__Goal__:
Find every line in the records below that contains the string "tree", and copy each of those lines in full.

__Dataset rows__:
_ _ _ _

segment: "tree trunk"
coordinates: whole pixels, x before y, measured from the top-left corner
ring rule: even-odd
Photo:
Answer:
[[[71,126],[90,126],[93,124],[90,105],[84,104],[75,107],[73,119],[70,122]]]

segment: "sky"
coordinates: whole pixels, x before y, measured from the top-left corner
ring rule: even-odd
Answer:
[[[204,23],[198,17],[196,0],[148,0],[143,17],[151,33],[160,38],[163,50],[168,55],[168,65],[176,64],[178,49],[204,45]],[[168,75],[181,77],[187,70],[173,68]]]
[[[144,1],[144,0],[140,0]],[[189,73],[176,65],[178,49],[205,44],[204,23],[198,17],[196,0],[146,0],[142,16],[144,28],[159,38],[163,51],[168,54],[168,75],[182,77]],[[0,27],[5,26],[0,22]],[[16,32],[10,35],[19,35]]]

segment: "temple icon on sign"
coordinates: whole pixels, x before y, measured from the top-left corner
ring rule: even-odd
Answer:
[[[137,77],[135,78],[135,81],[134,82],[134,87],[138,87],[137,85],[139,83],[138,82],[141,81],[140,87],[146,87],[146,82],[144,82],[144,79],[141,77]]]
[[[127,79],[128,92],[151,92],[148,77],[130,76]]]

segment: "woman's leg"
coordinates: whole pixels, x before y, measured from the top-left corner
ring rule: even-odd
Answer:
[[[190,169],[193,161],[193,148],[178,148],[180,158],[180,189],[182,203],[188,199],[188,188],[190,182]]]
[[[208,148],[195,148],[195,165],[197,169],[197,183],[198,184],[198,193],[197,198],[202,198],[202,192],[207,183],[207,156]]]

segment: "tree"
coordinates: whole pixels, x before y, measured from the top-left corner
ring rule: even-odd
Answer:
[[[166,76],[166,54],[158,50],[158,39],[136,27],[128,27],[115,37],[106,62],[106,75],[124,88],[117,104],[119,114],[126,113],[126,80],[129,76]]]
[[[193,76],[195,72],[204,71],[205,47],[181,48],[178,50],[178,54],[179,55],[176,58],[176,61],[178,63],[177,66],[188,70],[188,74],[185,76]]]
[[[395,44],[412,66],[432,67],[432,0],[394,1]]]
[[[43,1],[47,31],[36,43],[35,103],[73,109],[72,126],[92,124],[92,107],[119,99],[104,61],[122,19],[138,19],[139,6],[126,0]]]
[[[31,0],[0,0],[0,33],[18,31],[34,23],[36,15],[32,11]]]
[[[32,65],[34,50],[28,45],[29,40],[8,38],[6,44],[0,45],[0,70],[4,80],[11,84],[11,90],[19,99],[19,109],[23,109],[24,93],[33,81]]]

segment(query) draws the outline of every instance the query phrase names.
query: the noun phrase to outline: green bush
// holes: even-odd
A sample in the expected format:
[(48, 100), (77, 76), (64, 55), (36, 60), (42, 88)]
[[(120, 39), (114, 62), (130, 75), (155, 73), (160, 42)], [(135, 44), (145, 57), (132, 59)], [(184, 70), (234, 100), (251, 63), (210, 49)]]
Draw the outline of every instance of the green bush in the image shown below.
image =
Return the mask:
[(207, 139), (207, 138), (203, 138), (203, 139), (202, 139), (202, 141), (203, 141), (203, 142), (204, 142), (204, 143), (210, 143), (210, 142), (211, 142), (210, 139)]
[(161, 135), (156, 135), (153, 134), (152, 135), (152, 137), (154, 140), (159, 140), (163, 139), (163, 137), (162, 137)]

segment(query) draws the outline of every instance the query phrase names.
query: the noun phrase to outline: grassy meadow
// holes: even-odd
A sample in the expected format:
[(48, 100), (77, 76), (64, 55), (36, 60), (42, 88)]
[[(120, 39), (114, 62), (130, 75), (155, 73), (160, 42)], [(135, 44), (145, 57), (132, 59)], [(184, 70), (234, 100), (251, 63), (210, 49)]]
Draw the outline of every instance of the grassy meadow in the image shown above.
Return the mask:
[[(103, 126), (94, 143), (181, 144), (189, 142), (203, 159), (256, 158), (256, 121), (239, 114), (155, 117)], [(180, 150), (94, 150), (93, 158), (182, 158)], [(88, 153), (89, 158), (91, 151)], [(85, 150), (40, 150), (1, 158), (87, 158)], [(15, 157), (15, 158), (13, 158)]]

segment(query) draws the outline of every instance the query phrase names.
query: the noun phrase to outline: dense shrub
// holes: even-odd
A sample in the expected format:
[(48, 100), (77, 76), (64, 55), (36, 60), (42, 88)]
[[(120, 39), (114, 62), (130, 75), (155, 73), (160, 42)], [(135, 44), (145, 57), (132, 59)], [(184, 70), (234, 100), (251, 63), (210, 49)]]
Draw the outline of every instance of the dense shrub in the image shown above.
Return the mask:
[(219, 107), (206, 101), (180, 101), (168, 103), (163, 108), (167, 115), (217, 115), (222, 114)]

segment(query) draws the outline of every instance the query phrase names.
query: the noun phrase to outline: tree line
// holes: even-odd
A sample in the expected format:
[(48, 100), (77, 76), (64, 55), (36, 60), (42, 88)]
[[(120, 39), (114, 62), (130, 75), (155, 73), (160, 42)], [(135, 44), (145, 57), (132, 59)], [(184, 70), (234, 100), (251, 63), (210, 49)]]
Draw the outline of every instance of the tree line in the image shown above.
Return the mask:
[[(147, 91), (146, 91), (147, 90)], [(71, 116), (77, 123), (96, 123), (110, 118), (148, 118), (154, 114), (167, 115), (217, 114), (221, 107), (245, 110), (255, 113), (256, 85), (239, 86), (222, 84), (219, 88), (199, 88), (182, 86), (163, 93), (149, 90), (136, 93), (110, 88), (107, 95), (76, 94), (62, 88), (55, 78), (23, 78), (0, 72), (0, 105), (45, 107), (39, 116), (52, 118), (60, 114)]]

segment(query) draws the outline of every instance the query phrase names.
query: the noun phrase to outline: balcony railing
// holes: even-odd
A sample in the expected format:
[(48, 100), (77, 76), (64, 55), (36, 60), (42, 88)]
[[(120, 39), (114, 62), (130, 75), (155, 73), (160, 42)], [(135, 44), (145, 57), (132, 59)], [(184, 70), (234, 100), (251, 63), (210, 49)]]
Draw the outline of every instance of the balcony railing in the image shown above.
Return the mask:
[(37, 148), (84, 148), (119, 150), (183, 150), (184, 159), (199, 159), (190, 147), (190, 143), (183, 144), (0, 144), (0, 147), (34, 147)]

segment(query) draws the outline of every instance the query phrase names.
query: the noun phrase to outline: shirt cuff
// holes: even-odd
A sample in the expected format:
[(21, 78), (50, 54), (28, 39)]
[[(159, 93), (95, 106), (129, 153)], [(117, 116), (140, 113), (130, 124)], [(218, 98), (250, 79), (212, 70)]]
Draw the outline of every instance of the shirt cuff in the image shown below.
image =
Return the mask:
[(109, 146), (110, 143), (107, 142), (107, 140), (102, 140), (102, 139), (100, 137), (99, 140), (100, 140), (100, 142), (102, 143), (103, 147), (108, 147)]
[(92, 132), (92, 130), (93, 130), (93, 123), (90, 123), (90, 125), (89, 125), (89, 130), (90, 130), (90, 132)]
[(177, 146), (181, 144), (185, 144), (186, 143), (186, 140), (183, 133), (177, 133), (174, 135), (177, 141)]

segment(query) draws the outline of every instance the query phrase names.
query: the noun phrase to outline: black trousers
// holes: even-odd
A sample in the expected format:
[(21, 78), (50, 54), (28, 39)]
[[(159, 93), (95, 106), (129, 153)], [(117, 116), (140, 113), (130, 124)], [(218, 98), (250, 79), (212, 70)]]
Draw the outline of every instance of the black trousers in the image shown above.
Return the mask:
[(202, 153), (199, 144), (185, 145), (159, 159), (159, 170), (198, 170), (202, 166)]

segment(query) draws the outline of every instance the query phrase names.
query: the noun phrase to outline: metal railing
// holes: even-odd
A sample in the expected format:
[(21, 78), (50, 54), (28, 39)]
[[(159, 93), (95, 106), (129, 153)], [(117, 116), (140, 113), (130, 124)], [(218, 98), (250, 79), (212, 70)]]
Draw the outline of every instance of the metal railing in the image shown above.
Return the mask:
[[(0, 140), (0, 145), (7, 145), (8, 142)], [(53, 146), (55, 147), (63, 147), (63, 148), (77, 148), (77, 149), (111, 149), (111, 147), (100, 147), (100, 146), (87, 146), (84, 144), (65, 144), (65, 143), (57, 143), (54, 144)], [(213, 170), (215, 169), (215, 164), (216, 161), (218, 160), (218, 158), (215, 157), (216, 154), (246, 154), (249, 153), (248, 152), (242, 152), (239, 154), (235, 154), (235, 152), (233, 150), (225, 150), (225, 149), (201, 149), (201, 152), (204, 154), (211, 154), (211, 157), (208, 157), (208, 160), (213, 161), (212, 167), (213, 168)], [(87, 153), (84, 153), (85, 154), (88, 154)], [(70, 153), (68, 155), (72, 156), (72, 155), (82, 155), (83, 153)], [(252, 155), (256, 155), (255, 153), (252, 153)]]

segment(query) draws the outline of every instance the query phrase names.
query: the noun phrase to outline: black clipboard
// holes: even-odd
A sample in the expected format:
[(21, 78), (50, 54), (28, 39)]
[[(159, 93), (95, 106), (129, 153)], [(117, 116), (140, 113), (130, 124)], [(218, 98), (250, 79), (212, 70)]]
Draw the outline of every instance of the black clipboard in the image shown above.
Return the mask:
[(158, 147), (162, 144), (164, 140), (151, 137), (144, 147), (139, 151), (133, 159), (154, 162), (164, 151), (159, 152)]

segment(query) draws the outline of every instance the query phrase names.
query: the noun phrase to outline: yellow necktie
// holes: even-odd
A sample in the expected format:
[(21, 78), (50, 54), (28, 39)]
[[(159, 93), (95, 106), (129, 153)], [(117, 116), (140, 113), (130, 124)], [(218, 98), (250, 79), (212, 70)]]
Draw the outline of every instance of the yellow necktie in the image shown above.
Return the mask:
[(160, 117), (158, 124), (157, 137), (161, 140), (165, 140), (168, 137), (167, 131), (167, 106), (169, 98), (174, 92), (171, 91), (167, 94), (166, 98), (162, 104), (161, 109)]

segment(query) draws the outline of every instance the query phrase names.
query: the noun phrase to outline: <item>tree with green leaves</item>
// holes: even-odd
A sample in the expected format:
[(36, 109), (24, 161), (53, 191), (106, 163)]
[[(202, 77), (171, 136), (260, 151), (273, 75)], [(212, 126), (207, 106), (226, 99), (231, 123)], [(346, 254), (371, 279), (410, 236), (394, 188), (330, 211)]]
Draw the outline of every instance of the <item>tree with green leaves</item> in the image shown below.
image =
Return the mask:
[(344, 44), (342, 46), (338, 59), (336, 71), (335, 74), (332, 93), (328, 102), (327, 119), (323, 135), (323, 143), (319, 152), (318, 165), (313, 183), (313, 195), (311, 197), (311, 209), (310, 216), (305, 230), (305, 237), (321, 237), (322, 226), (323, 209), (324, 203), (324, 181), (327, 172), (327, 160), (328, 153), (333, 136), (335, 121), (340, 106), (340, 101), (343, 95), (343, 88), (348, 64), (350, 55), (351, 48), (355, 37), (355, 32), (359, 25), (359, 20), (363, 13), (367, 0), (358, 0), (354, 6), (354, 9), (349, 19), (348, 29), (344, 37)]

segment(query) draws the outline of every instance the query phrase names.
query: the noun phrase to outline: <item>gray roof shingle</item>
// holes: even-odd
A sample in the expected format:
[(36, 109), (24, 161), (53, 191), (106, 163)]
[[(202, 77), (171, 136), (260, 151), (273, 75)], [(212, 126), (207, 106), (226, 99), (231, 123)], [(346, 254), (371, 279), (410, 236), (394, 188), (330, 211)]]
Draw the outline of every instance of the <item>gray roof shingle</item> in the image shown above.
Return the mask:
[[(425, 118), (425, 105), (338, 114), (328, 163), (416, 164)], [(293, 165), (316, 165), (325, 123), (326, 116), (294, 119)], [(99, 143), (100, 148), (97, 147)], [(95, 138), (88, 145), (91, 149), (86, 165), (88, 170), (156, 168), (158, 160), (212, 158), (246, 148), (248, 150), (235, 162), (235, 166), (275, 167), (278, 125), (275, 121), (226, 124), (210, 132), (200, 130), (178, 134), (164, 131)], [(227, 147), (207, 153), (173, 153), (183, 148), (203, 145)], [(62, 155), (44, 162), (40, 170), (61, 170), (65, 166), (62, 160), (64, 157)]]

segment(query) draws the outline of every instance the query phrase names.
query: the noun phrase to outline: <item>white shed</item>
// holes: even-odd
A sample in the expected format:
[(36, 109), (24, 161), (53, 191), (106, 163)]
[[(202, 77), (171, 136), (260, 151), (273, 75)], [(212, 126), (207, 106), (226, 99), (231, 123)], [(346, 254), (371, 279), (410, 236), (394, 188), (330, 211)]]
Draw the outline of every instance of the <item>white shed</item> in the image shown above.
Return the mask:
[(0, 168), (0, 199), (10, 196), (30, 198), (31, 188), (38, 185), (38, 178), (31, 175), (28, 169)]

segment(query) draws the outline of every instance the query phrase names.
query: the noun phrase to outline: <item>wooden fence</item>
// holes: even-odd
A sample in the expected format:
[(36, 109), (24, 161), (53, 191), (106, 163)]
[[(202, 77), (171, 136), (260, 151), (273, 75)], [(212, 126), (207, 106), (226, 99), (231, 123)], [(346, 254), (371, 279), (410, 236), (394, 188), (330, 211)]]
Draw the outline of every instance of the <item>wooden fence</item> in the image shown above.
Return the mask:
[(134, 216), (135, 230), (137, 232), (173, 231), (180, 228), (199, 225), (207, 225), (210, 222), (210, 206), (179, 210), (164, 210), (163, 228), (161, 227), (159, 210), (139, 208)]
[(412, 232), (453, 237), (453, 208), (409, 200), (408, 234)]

_ _ _ _

__Final answer__:
segment: "tree trunk"
segment: "tree"
query: the noun phrase to outline: tree line
Draw the outline of every instance of the tree line in the image shown above.
query: the noun phrase to outline: <item>tree with green leaves</item>
Draw the outline of every instance of the <item>tree with green leaves</item> in the image shown below.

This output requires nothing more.